Selected text:
:::

Querying with a custom configuration from the command line


On this page

    While packages such as Comunica SPARQL ship with a default configuration that offer specific querying functionality, it is possible to override these configurations, so that you can modify the internal capabilities of your query engine.

    In this guide, we will keep it simple, and we will just remove some parts of the config file to create a more lightweight query engine, and query it from the command line. In a next guide, we will look into querying with a custom config from a JavaScript app.

    This guide assumes basic knowledge on querying with Comunica. If you haven't looked into this yet, it is recommended to follow the getting started guide on querying from the command line.

    1. Requirements of a config file

    Comunica is composed of a set of actors that execute specific tasks. For example, all SPARQL query operators (DISTINCT, FILTER, ASK, ...) have a corresponding actor that implements them in a certain way.

    By modifying the Comunica config file, it is possible to plug in different implementations for certain SPARQL query operators, in case you for example have a more efficient implementation yourself.

:::

Data segment:
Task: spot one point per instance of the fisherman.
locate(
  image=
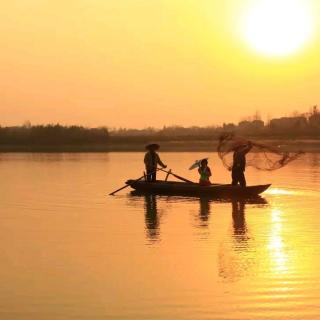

:::

Exercise task 1:
Answer these questions about the Comunica configuration guide:
(a) What does the guide say it will remove to create a more lightweight query engine?
(b) What is Comunica composed of?
(c) What will the next guide look into?
Exercise task 2:
Resume the Comunica configuration guide after its last sentence, keeping its style and subject.

Exercise answer 1:
(a) Some parts of the config file.
(b) A set of actors that execute specific tasks.
(c) Querying with a custom config from a JavaScript app.

Exercise answer 2:
    Main config file

    A Comunica config is written in JSON, and typically looks something like this:

    {
      "@context": [
        "https://linkedsoftwaredependencies.org/bundles/npm/@comunica/actor-init-sparql/^1.0.0/components/context.jsonld",
        "https://linkedsoftwaredependencies.org/bundles/npm/@comunica/runner/^1.0.0/components/context.jsonld"
      ],
      "@id": "urn:comunica:my",
      "@type": "Runner",
      "import": [
        "files-cais:config/sets/rdf-parsers.json",
        "files-cais:config/sets/sparql-queryoperators.json",
        "files-cais:config/sets/sparql-serializers.json"
      ]
    }

    Essentially, this config file contains a list of config sets, which are references to other config files, which are loaded in when Comunica reads this config file.

    These config sets contain groups of actors. For example, files-cais:config/sets/sparql-queryoperators.json contains multiple SPARQL operator actors.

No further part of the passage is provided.